◆ JOB
Copy out every one of the following lines word for word.

◆ LISTED ENTRIES
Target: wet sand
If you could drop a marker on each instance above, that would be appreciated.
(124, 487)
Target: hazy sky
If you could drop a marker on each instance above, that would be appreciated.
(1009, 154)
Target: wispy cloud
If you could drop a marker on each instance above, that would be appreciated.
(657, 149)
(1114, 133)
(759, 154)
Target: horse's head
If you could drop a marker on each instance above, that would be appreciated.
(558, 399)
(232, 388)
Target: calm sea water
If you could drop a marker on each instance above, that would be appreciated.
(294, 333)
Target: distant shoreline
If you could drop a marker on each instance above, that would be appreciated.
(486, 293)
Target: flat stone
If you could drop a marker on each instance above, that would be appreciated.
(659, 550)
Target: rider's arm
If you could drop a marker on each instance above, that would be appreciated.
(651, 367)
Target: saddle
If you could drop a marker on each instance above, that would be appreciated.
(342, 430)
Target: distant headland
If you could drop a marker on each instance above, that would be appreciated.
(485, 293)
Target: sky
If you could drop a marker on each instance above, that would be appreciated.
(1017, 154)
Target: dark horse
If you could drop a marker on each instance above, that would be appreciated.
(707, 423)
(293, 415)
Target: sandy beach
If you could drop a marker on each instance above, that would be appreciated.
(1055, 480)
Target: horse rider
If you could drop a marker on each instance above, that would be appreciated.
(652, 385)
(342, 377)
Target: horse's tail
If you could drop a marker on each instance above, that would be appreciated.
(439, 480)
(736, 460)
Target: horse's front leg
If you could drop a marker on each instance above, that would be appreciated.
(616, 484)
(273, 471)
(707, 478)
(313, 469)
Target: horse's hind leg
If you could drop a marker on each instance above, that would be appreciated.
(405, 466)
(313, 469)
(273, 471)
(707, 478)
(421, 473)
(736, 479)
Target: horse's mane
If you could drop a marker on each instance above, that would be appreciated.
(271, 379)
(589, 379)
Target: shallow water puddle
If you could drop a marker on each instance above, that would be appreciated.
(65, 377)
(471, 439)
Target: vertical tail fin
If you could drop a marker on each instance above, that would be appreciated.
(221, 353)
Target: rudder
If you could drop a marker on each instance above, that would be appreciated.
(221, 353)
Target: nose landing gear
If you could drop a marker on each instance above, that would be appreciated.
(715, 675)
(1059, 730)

◆ RESULT
Target: wet sand
If you could drop a marker on each instance above, that would be appreciated.
(124, 487)
Target: hazy sky
If you could drop a marker on each instance above, that would be appreciated.
(1009, 154)
Target: wispy cloud
If you could drop a marker on each instance above, that would be appreciated.
(657, 149)
(1114, 133)
(759, 154)
Target: horse's head
If you could drop a marker on each instance above, that would be appreciated.
(558, 399)
(232, 388)
Target: calm sea water
If you could drop a marker on each instance above, that would be appreciated.
(294, 333)
Target: distant shoreline
If you could drop a marker on each instance above, that would be appreciated.
(486, 293)
Target: flat stone
If you could drop a marker on each instance above, that would be appreciated.
(659, 550)
Target: rider's arm
If you could drop a marker on each instance above, that would be appreciated.
(651, 367)
Target: saddle
If you could drop a marker on each instance above, that would be appreciated.
(342, 430)
Target: distant headland
If you could drop a marker on each instance above, that would be appreciated.
(485, 293)
Target: sky
If you could drop a marker on each instance above, that would be appreciated.
(1017, 154)
Target: dark horse
If you could drop a marker on each instance above, that would be appreciated.
(707, 423)
(293, 415)
Target: sandy beach
If you could drop a marker on each instance above, that would be appreciated.
(1055, 480)
Target: horse rider
If you could drop a marker on each instance above, that would be appreciated.
(652, 385)
(342, 377)
Target: horse's tail
If you could drop a marker on each instance above, that would be appreciated.
(439, 480)
(736, 460)
Target: horse's front leg
If you could drop a marker on each instance above, that would be appreciated.
(616, 484)
(273, 471)
(707, 478)
(313, 469)
Target: horse's hind leg
If you could drop a marker on each instance above, that would be appreciated.
(405, 466)
(313, 469)
(273, 471)
(707, 478)
(421, 473)
(736, 479)
Target: horse's mane
If you could drop a marker on each instance above, that would be appreciated.
(271, 379)
(589, 379)
Target: shallow water puddle
If you could drop a marker on each instance above, that would be appreciated.
(65, 377)
(471, 439)
Target: vertical tail fin
If you could drop a marker on each instance above, that would be appreciated.
(221, 353)
Target: rudder
If you could drop a marker on each instance above, that would be appreciated.
(221, 353)
Target: nose landing gear
If you could drop a marker on each instance above, that would be appreciated.
(715, 675)
(1059, 730)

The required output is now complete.